▶ [SOURCE PASSAGE]
#####

Each gram of Hizentra packs a higher concentration of antibodies than competing medicines, potentially reducing treatment times and costs. That will appeal to patients, doctors and insurers, said David Low, a health-care analyst at Deutsche Bank AG in Sydney.
Rival Products
Baxter awaits approval from the U.S. Food and Drug Administration for its subcutaneous immunoglobulin and is concluding a late-stage trial of another product that may let patients administer a monthly dose with one injection at home, Deborah Spak, a company spokeswoman, said in an e-mail.
Talecris, based in Research Triangle Park, North Carolina, received approval Oct. 13 for its subcutaneous product, Gamunex- C, which contains half the antibody concentration of Hizentra. It's the only immunoglobulin that offers both an intravenous and subcutaneous mode of administration so patients don't have to switch products if they want to change the way they receive it, Becky Levine, a Talecris spokeswoman, said in an e-mail.
Its lower concentration means it will take patients twice as long to infuse as Hizentra, said Lisa Kobrynski, an associate professor of pediatrics at Emory University in Atlanta, who has used immunoglobulin products to treat patients for 16 years.
‘Superior Product'
“Even as the competition is now arriving, CSL has a superior product,” Low said. “CSL's product superiority and recognition among patients that this is a more convenient treatment form means it will continue to grow.”
Hizentra sells for $74.12 a gram, according to FFF Enterprises Inc., a Temecula, California-based distributor. Ahrens said she uses 26 grams a week, translating to a cost of about $100,000 a year, according to Bloomberg calculations.

#####

▶ [ENTRIES PROVIDED]
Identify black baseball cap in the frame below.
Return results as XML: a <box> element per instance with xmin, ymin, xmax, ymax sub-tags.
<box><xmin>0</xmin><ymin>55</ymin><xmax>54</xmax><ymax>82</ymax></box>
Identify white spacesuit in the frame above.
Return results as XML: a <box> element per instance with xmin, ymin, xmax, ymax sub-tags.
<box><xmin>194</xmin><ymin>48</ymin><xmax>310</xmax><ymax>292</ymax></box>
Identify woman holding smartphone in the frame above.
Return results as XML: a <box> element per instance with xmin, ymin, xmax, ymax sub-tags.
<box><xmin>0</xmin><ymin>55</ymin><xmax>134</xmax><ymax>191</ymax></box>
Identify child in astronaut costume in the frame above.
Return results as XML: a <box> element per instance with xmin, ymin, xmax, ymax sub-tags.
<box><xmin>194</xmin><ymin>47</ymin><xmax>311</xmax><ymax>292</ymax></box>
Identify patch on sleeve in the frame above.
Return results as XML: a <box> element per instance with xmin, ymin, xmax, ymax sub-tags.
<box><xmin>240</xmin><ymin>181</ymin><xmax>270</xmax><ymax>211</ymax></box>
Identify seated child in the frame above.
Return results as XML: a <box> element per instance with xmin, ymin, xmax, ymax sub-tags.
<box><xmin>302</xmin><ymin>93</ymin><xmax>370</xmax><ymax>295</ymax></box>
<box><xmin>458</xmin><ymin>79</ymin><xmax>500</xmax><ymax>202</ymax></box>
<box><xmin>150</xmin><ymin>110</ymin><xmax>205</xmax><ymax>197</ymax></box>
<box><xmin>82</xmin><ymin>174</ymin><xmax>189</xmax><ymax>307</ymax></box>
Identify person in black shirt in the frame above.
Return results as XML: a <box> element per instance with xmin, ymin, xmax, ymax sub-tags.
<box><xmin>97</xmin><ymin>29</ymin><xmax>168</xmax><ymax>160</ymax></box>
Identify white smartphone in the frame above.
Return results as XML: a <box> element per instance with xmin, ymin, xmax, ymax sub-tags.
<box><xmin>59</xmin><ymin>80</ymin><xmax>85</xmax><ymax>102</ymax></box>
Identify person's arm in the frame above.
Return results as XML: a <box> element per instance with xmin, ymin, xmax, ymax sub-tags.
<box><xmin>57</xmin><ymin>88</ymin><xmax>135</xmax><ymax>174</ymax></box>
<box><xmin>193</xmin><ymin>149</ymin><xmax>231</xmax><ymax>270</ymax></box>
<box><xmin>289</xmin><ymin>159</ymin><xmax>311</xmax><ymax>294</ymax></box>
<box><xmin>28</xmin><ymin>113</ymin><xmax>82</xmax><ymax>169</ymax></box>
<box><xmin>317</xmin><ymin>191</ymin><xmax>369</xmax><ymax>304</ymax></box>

#####

▶ [PROBLEM 1] Rewrite the part of the Hizentra article that opens with the words containing "Its lower concentration" and closes with "to Bloomberg calculations.", swapping "Hizentra" for "CSL's drug".
▶ [PROBLEM 2] Extend the Hizentra article beyond its final sentence.
The items have no connection to the Hizentra article.

▶ [WRITTEN REPLY 1]
Its lower concentration means it will take patients twice as long to infuse as CSL's drug, said Lisa Kobrynski, an associate professor of pediatrics at Emory University in Atlanta, who has used immunoglobulin products to treat patients for 16 years.
‘Superior Product'
“Even as the competition is now arriving, CSL has a superior product,” Low said. “CSL's product superiority and recognition among patients that this is a more convenient treatment form means it will continue to grow.”
CSL's drug sells for $74.12 a gram, according to FFF Enterprises Inc., a Temecula, California-based distributor. Ahrens said she uses 26 grams a week, translating to a cost of about $100,000 a year, according to Bloomberg calculations.

▶ [WRITTEN REPLY 2]
Prices of intravenous treatments range from $64.70 a gram for Carimune, a CSL product, to $90.35 a gram for Baxter's Gammagard, according to FFF.
Revenue from Hizentra and Vivaglobin, a less concentrated subcutaneous treatment, will expand about 20 percent annually for the next three to five years as volumes rise, Paul Perreault, executive vice president of worldwide commercial operations, said in a telephone interview.
Sales of both drugs jumped 35 percent to about $200 million in the year ended June, making them CSL's fastest growing product group, said Sharon McHale, a spokeswoman for the company. Total revenue fell 3.6 percent to A$4.46 billion ($4.4 billion) last fiscal year. Baxter's 2009 revenue was $12.6 billion.
Full Capacity
CSL currently makes Hizentra at a factory in Bern, Switzerland, that's running at full capacity, Perreault said. The company expects FDA approval by “mid to late summer” next year for Hizentra produced at a neighboring plant, based on a conservative timeline, he said.
The second plant will allow CSL to quadruple capacity for Hizentra and help boost earnings before interest, taxes, depreciation and amortization from blood therapies by 15 percent in five years, Wilson HTM's Storey said.
Even Levels
Weekly subcutaneous injections have fewer serious side effects and maintain antibodies at a more even level in the blood than the peaks and troughs associated with monthly intravenous infusions, Emory's Kobrynski said.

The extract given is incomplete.